▶ _WRITTEN INSTRUCTION_
Gather every line of the material below that contains the word "bark" and copy each such line in full.

▶ _PROVIDED ENTRIES_
------------------------------------------------

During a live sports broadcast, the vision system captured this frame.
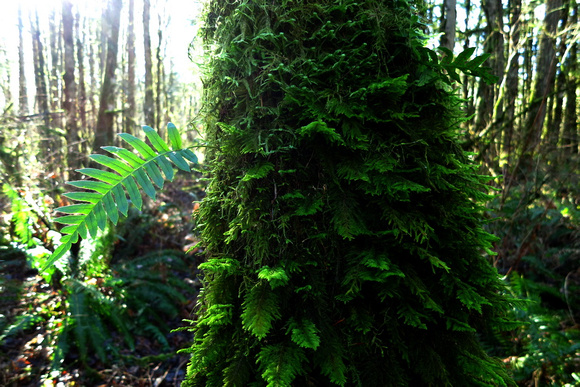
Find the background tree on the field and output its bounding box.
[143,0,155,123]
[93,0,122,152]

------------------------------------------------

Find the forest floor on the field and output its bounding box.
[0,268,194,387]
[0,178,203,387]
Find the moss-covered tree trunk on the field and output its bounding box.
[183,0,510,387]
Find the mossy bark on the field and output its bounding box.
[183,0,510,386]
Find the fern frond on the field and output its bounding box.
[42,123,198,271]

------------------------------------------------

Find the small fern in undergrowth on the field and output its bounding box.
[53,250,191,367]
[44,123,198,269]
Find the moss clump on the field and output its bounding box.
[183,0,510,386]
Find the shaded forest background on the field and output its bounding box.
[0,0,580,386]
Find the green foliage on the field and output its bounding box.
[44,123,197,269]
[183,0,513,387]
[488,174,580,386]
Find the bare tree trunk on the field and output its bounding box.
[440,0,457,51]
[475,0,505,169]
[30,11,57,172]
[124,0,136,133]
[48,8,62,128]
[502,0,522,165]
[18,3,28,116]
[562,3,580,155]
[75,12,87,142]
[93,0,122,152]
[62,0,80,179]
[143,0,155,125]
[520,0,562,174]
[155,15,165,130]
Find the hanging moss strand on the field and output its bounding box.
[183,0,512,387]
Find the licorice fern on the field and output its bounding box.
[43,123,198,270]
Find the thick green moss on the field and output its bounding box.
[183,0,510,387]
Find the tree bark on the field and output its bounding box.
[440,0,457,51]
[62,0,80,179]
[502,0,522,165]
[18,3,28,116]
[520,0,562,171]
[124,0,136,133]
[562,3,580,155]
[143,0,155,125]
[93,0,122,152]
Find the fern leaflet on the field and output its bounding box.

------------------------------------------------

▶ _RESPONSE_
Find the mossy bark on the field and output its bounding box.
Find the tree bark on the field and output its bounding box.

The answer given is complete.